## EXERCISE
Copy out every line below without alteration.

## Point-per-instance localization data
#####

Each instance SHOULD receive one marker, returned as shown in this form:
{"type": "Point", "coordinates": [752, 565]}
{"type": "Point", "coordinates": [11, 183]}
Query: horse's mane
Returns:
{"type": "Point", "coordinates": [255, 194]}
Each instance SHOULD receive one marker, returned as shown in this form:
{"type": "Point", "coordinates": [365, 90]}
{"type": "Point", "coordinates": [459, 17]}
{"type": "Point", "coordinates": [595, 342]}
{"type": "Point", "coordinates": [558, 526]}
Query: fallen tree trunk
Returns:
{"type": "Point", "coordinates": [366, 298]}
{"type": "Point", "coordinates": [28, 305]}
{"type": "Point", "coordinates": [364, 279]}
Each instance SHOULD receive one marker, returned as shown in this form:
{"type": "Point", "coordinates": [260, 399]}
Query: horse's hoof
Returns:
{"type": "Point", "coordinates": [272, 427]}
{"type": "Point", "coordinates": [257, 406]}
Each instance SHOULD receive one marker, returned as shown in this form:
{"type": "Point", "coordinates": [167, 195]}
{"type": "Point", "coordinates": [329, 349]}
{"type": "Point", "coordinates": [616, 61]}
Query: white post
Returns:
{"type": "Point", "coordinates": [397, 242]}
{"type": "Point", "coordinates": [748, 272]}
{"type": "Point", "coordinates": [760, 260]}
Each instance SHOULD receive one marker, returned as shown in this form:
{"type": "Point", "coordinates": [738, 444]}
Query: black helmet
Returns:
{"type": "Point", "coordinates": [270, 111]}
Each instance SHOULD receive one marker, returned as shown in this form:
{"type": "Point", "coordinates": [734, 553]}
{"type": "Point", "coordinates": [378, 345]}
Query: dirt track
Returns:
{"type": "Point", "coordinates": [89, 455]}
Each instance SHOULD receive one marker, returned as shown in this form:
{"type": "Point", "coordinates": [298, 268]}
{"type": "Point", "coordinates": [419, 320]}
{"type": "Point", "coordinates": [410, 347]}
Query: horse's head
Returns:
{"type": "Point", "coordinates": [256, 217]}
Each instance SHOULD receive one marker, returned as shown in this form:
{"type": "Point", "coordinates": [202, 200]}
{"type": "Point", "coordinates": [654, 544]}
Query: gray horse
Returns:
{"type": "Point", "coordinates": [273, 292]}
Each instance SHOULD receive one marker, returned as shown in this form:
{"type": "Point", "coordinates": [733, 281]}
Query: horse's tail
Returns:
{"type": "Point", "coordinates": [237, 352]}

#####

## SOLVED PROBLEM
Each instance SHOULD receive one marker, returned as shown in this form:
{"type": "Point", "coordinates": [752, 565]}
{"type": "Point", "coordinates": [11, 183]}
Query: horse's mane
Returns:
{"type": "Point", "coordinates": [255, 194]}
Each instance SHOULD receive one marker, returned as shown in this form:
{"type": "Point", "coordinates": [365, 90]}
{"type": "Point", "coordinates": [459, 17]}
{"type": "Point", "coordinates": [595, 342]}
{"type": "Point", "coordinates": [558, 526]}
Query: fallen tree trunk
Returns:
{"type": "Point", "coordinates": [366, 298]}
{"type": "Point", "coordinates": [28, 305]}
{"type": "Point", "coordinates": [364, 279]}
Each instance SHOULD receive one marker, returned as shown in this form:
{"type": "Point", "coordinates": [260, 399]}
Query: horse's hoof
Returns:
{"type": "Point", "coordinates": [272, 427]}
{"type": "Point", "coordinates": [257, 406]}
Each instance SHOULD receive one marker, returned as shown in this form:
{"type": "Point", "coordinates": [167, 195]}
{"type": "Point", "coordinates": [329, 349]}
{"type": "Point", "coordinates": [616, 61]}
Query: white post
Returns:
{"type": "Point", "coordinates": [397, 242]}
{"type": "Point", "coordinates": [748, 272]}
{"type": "Point", "coordinates": [760, 260]}
Each instance SHOULD receive one marker, returned as shown in this form:
{"type": "Point", "coordinates": [738, 444]}
Query: black helmet
Returns:
{"type": "Point", "coordinates": [270, 111]}
Each instance SHOULD receive one marker, returned as shown in this form:
{"type": "Point", "coordinates": [734, 553]}
{"type": "Point", "coordinates": [378, 345]}
Query: dirt track
Returns:
{"type": "Point", "coordinates": [89, 455]}
Each instance SHOULD receive one marker, returned as shown in this form:
{"type": "Point", "coordinates": [298, 268]}
{"type": "Point", "coordinates": [419, 320]}
{"type": "Point", "coordinates": [410, 347]}
Query: horse's head
Returns:
{"type": "Point", "coordinates": [256, 217]}
Each instance SHOULD receive one marker, returned as shown in this form:
{"type": "Point", "coordinates": [202, 200]}
{"type": "Point", "coordinates": [654, 544]}
Query: gray horse
Returns:
{"type": "Point", "coordinates": [273, 292]}
Each instance SHOULD receive one marker, returned as shown in this form:
{"type": "Point", "coordinates": [733, 281]}
Query: horse's tail
Returns:
{"type": "Point", "coordinates": [237, 352]}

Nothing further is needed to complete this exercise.